**Provided text**
◇ ◇ ◇ ◇
July 3, the day before the big demonstration, was the final day of the tent city. Under the biggest canopy, residents crowded together on discarded sofas and easy chairs. Led by KWRU’s education committee, one of the organization’s largest with 10 assistant directors, they discussed techniques of community organizing and the effects on poor people of free-trade treaties like the North American Free Trade Agreement and the Free Trade Area of the Americas. Kensington was once a major manufacturing center. In 1903, Mary Harris “Mother” Jones led her famous March of the Mill Children from Kensington to the summer retreat of President Theodore Roosevelt in Oyster Bay, Long Island, to protest child-labor abuses. Today, most of the area’s factories are burned-out shells, and the unemployment rate hovers in the teens.
“A century ago the problem was child labor,” one participant at the teach-in observed. “Now the jobs have been sent overseas.”
Poor people are unlikely activists. The sheer effort to survive from day to day leaves little time for protest. Even so, KWRU wins hearts and minds by sending poor people to talk to other poor people, and by offering them the simple courtesies and services the welfare system often fails to. “The shelters won’t let us stay together,” explained Luis Montez when asked why he and Elizabeth Melendez chose to live outdoors. The unmarried couple has been together for three years, but the city would have sent them to separate men’s and women’s shelters. Kensington gave them a room together. In return for services, KWRU asks only the willingness to participate in its advocacy campaigns, something many could not have imagined. Carolyn Caesar, who worked for 10 years as a cashiers’ supervisor at discount stores in New Jersey, never saw herself as part of a grassroots organization. But sudden poverty opened the door to activism, if only a crack. “I don’t have much left to lose,” said Caesar. “I might as well give this a try.”
◇ ◇ ◇ ◇
**Data records**
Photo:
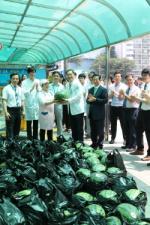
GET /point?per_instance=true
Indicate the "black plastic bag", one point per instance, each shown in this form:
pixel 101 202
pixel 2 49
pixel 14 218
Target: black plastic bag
pixel 29 173
pixel 45 188
pixel 128 213
pixel 95 214
pixel 137 198
pixel 81 199
pixel 115 159
pixel 34 209
pixel 109 199
pixel 68 184
pixel 10 214
pixel 122 184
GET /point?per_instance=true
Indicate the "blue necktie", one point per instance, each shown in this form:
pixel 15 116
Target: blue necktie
pixel 16 96
pixel 125 101
pixel 145 86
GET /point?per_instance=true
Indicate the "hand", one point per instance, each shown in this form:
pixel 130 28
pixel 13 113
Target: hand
pixel 23 114
pixel 8 116
pixel 34 85
pixel 91 98
pixel 64 101
pixel 145 94
pixel 121 92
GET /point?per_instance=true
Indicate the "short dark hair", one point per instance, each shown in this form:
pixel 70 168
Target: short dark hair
pixel 140 78
pixel 13 74
pixel 91 73
pixel 145 71
pixel 56 72
pixel 82 75
pixel 96 75
pixel 71 70
pixel 117 72
pixel 31 69
pixel 129 75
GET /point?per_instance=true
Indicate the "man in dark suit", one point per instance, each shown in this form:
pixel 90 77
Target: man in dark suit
pixel 97 98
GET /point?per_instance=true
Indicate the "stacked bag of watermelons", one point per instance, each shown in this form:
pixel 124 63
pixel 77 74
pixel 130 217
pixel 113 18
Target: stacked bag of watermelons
pixel 52 183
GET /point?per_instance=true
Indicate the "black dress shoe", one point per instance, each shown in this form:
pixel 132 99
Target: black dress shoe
pixel 124 147
pixel 93 146
pixel 112 142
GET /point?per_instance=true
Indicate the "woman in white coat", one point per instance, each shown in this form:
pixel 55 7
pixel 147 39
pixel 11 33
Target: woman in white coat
pixel 46 111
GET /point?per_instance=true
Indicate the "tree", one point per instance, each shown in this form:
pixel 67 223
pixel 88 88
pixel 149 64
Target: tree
pixel 124 65
pixel 113 53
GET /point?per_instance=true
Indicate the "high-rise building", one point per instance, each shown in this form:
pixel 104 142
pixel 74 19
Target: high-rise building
pixel 137 50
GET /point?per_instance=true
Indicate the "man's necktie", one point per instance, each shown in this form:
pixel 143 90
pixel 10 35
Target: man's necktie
pixel 145 86
pixel 16 96
pixel 125 101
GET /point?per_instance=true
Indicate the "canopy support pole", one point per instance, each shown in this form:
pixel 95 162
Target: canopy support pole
pixel 65 67
pixel 107 83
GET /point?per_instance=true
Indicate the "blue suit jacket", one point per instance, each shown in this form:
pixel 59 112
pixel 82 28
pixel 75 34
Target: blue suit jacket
pixel 97 108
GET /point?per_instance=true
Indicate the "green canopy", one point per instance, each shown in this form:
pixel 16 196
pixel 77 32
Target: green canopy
pixel 46 31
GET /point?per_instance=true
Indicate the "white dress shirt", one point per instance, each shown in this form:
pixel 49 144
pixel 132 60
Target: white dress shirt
pixel 13 97
pixel 134 90
pixel 117 88
pixel 76 100
pixel 146 106
pixel 53 89
pixel 31 99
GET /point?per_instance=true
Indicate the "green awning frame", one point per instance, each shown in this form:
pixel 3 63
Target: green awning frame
pixel 47 31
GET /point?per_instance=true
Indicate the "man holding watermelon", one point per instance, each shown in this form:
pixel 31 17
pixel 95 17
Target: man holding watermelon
pixel 76 105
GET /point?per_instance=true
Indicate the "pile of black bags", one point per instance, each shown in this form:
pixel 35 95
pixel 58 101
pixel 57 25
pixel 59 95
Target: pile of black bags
pixel 54 183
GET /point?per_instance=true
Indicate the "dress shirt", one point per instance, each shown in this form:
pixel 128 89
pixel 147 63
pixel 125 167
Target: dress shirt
pixel 134 90
pixel 31 99
pixel 13 97
pixel 76 99
pixel 54 88
pixel 146 106
pixel 117 88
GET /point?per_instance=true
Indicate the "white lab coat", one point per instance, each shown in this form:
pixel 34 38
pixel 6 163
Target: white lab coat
pixel 76 98
pixel 46 112
pixel 31 99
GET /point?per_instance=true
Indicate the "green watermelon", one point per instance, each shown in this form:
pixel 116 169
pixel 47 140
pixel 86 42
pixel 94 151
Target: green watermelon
pixel 61 95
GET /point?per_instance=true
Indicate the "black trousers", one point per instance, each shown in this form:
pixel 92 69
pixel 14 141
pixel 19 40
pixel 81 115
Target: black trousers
pixel 143 124
pixel 76 122
pixel 13 124
pixel 32 129
pixel 130 116
pixel 116 113
pixel 66 118
pixel 49 135
pixel 97 132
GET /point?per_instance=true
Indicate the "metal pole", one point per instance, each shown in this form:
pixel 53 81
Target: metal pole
◇ ◇ ◇ ◇
**Set of tasks**
a: Answer these questions from the text about the Kensington tent city:
(i) How many assistant directors does KWRU's education committee have?
(ii) In what year did Mother Jones lead the March of the Mill Children?
(iii) How long have Luis Montez and Elizabeth Melendez been together?
b: Decide whether each statement agrees with the text about the Kensington tent city. Support each yes or no with the exact words from the text that decide it.
(i) The final day of the tent city was July 4.
(ii) Most of Kensington's factories are now burned-out shells.
(iii) Carolyn Caesar worked as a cashiers' supervisor in Pennsylvania.
c: Continue the text about the Kensington tent city after its last sentence.

**Answers by item**
a:
(i) 10
(ii) 1903
(iii) Three years

b:
(i) No: "July 3, the day before the big demonstration, was the final day of the tent city."
(ii) Yes: "Today, most of the area’s factories are burned-out shells"
(iii) No: "worked for 10 years as a cashiers’ supervisor at discount stores in New Jersey"

c:
On July 4, KWRU broke camp at dawn. Everyone got ready to march. By now, it was clear that President Bush was spending Independence Day on a military base, and the former presidents were not coming to Philadelphia. But the demonstration went on as planned. As they paraded to the Constitution Center later that afternoon, the group held aloft some 25 plastic mattresses they had slept on all week, each one now painted with an American flag on one side and a slogan such as “Homeless in America” or “7 Million Unemployed Poor” on the other. Almost immediately, the police arrested Honkala and Galen Tyler, a member of KWRU’s 13-member board. The two went quietly. Chanting “Hey, ho, poverty has got to go!” Elizabeth Melendez and Carolyn Caesar locked arms with the college students. There was pushing and shoving, and the KWRU protestors landed on the ground several times but got up again. In the end, the group circled the building, marching past television cameras and tourists. They left a demand for economic human rights at the center’s gate. “It was really scary,” Caesar said later. “But this is a strong group and I’m glad to be a part of it.”